Document section:
## BEGIN

BRIEF DESCRIPTION OF THE DRAWINGS

[0011] The teachings of the invention can be readily understood by considering the following detailed description in conjunction with the accompanying drawings, in which:

[0012] FIG. 1 is a sectional view of a prior art spindle motor;

[0013] FIG. 2 is a sectional view of a hydrodynamic bearing spindle motor in accordance with the present invention;

[0014] FIG. 3 is a horizontal cross-section of one embodiment of a stator in accordance with the invention;

[0015] FIG. 4 is a detailed sectional view of the stator shown in FIG. 3, taken along lines 4-4; and

[0016] FIGS. 5A, 5B, 5C and 5D are series of plan sections of the housing with the stator removed.

DETAILED DESCRIPTION OF THE PREFERRED EMBODIMENTS

[0017] The invention comprises a spindle motor for a disc drive data storage device wherein the stator assembly is supported within the base of the device to reduce acoustic noise. FIG. 2 is a sectional view of a hydrodynamic bearing spindle motor 200 in accordance with the present invention. The spindle motor 200 comprises a motor support base 202, a stationary shaft 204, a hub 206 and a stator 208. Formed within the motor support base 202 are a pair of annular supports 210 and 212 for supporting the stator 208. The annular supports 210 and 212 form concentric circles equidistant from the centrally located shaft 204. These annular supports are formed to support the stator 204 about the stator's first and second external diameters. Other elements and components of the motor such as the permanent magnets 214, the stator laminations 216 and the associated stator windings 218 are common to other motors of this type.

[0018] FIG. 3 is a horizontal cross-section of one embodiment of the stator 208 as supported by supports 210 and 212. The stator is supported by at least two annular supports 210 and 212 and bonded to at least one of the supports 210 and 212. The stator 208 comprises a lamination of a plurality of metal plates 302 (a top view of one plate 302 is shown). Each plate 302 is die cut to have an annular portion 304 with a plurality of “T-shaped” teeth 306A-306P extending radially from the annular portion 304. Each tooth 306A-306P comprises a radially extending portion 308 and an end portion 310. For simplicity only, tooth 306A contains reference numbers for portions 308 and 310. Each of the teeth 306A-306P have a winding 218 wrapped about the radially extending portion 308. The inventive stator supports 210 and 212 respectively support the annular portion 304 and the end portion 310 of the stator 208, i.e., the stator 208 is supported on either side of each winding 312. The phase windings 312 can have a number of winding configurations. Some examples of phase windings that may benefit from the invention are discussed in U.S. patent Ser. No. 08/469,643, entitled IRONLESS HYDRODYNAMIC SPINDLE MOTOR, filed Jun. 6, 1995 by Dunfield et al., and in U.S. patent Ser. No. 08/400,661, entitled HYDRODYNAMIC SPINDLE MOTOR HAVING DISTRIBUTED WINDINGS, filed Mar. 8,1995 by Dunfield et al., both of which are commonly assigned and are hereby incorporated by reference in their entireties.

## END

Work to complete: Reproduce the portion of the spindle motor description between "[0012] FIG. 1" and "the stator removed.", inclusive.

Data supplied:
## BEGIN

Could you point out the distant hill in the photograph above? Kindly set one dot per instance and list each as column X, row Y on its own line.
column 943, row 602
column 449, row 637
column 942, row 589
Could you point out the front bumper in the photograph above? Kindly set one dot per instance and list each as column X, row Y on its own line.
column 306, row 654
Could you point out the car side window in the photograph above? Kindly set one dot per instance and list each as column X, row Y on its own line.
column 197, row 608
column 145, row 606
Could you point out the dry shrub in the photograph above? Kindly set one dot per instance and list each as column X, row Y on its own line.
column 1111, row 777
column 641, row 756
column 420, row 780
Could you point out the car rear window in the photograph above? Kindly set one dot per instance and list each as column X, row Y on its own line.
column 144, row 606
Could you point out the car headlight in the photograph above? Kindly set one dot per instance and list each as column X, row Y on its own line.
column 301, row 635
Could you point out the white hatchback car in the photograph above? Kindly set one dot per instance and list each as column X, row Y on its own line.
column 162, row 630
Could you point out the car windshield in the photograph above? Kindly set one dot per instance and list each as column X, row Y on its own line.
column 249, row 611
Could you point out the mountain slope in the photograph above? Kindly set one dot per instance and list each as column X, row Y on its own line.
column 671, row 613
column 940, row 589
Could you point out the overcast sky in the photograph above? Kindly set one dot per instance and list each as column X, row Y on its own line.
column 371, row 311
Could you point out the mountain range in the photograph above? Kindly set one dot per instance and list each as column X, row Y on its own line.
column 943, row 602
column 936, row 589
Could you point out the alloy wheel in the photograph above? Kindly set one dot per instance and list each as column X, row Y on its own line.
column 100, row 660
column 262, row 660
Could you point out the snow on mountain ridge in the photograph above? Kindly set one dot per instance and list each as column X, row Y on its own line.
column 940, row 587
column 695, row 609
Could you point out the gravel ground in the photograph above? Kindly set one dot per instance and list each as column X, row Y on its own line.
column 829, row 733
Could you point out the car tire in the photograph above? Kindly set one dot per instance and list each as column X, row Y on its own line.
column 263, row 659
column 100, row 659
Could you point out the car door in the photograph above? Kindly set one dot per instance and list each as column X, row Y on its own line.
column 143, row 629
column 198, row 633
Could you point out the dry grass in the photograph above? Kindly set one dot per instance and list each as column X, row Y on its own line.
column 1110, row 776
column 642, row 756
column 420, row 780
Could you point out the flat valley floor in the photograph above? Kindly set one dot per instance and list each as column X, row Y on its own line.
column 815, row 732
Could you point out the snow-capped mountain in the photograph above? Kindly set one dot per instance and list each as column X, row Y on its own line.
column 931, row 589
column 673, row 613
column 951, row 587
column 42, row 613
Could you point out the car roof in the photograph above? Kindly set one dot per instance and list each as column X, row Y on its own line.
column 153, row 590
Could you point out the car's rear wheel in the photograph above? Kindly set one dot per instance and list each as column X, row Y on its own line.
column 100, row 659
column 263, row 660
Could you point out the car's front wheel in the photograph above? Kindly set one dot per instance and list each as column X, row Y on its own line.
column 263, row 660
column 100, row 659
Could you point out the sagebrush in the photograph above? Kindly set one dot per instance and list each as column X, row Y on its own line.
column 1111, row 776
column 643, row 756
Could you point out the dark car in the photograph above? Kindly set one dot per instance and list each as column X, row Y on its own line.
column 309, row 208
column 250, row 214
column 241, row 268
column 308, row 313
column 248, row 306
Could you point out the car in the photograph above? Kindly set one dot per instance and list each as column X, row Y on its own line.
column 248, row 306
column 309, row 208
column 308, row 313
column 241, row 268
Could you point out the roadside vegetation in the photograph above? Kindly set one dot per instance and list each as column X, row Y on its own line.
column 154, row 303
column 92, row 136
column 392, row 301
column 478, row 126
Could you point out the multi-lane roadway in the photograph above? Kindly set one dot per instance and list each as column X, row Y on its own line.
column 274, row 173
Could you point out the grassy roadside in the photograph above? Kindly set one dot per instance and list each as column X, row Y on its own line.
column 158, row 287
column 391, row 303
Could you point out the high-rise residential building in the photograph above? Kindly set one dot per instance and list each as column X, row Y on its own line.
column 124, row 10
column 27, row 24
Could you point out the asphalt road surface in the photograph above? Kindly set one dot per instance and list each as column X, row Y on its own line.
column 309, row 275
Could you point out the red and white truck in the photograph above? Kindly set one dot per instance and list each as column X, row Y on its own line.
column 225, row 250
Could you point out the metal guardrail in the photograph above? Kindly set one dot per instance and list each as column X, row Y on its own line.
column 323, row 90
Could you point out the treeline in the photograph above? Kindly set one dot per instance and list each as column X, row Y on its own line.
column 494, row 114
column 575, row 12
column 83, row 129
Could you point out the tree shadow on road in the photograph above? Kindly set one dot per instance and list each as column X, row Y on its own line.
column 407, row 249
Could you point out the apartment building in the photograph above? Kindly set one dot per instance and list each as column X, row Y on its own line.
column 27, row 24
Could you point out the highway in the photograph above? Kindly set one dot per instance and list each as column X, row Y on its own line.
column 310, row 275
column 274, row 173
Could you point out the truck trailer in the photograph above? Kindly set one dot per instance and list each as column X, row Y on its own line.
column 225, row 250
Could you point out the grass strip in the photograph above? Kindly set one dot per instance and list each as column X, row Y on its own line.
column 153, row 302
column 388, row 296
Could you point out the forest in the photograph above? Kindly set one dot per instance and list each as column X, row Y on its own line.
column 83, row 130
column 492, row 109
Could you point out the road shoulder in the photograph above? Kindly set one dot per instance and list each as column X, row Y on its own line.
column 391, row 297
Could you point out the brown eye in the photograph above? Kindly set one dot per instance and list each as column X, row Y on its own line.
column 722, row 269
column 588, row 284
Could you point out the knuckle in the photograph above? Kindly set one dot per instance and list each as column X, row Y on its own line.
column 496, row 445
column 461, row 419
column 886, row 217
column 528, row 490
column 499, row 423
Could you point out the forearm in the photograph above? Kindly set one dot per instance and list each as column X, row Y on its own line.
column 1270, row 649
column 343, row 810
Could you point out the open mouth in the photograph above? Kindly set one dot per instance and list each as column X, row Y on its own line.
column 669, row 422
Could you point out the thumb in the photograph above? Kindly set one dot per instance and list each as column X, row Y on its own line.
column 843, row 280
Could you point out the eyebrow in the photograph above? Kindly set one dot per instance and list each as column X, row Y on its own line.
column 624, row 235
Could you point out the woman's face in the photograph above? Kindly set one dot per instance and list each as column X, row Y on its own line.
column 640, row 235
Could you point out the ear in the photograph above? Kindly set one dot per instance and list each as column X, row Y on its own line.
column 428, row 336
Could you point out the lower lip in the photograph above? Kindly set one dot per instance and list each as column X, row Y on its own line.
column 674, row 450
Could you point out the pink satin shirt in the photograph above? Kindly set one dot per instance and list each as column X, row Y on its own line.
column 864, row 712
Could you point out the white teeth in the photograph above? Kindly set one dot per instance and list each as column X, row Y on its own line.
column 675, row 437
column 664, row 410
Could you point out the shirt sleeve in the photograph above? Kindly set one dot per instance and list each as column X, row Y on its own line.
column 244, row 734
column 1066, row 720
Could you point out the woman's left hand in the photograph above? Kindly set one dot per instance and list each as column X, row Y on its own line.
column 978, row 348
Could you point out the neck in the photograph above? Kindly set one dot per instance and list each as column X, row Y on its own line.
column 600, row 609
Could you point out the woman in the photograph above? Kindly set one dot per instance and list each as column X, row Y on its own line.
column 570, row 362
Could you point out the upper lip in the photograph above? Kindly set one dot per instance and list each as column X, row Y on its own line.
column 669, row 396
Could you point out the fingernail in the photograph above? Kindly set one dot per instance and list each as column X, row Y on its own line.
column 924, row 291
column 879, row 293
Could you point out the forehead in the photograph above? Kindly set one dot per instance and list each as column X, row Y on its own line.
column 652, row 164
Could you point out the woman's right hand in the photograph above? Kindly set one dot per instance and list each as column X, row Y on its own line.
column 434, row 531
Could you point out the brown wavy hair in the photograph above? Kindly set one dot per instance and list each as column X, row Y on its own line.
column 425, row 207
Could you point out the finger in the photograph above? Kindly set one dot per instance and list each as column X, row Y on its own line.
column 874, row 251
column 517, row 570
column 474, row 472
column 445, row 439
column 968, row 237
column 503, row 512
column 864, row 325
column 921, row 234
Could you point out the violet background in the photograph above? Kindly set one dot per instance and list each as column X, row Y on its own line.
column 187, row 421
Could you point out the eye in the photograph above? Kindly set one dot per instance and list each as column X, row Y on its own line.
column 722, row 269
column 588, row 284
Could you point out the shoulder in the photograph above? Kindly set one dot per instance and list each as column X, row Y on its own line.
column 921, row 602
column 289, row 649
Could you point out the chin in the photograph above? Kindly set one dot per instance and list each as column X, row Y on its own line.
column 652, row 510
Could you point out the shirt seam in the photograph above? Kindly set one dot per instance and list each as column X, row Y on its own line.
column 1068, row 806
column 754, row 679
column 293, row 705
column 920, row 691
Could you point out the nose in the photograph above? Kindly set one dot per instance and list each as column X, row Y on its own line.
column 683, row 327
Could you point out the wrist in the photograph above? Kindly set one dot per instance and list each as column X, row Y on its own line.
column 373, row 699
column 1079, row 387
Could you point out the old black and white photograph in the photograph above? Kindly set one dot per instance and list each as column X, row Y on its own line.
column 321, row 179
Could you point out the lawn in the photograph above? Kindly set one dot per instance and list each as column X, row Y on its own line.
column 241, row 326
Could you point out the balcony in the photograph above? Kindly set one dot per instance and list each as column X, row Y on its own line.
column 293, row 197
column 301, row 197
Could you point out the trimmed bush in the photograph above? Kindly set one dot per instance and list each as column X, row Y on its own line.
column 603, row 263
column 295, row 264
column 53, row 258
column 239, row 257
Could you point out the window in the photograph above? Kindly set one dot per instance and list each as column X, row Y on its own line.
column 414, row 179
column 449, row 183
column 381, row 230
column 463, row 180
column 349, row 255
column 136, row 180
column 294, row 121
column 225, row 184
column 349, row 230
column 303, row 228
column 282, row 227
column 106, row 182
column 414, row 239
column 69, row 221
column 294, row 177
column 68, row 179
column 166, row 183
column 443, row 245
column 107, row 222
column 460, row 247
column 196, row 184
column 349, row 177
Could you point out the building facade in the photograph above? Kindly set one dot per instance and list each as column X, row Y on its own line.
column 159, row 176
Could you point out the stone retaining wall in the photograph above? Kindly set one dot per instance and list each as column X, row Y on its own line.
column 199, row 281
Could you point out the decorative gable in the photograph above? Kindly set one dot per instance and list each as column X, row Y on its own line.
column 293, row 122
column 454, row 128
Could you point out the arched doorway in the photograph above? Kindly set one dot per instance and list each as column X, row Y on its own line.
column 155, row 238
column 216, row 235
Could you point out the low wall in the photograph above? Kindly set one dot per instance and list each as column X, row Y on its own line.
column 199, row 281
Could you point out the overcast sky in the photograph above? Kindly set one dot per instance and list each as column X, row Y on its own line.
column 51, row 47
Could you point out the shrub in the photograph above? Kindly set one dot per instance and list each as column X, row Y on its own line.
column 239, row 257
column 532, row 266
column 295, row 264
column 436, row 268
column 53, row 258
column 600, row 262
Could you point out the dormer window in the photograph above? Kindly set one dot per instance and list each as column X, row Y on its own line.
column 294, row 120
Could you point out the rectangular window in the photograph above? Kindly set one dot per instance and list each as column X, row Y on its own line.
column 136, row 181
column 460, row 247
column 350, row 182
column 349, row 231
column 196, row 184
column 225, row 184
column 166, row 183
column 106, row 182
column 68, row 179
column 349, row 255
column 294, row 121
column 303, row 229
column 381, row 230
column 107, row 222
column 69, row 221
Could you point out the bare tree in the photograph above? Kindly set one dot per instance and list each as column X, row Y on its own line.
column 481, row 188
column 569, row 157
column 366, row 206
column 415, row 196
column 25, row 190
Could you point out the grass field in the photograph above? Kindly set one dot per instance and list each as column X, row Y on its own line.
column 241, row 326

## END

The solution:
[0012] FIG. 1 is a sectional view of a prior art spindle motor;

[0013] FIG. 2 is a sectional view of a hydrodynamic bearing spindle motor in accordance with the present invention;

[0014] FIG. 3 is a horizontal cross-section of one embodiment of a stator in accordance with the invention;

[0015] FIG. 4 is a detailed sectional view of the stator shown in FIG. 3, taken along lines 4-4; and

[0016] FIGS. 5A, 5B, 5C and 5D are series of plan sections of the housing with the stator removed.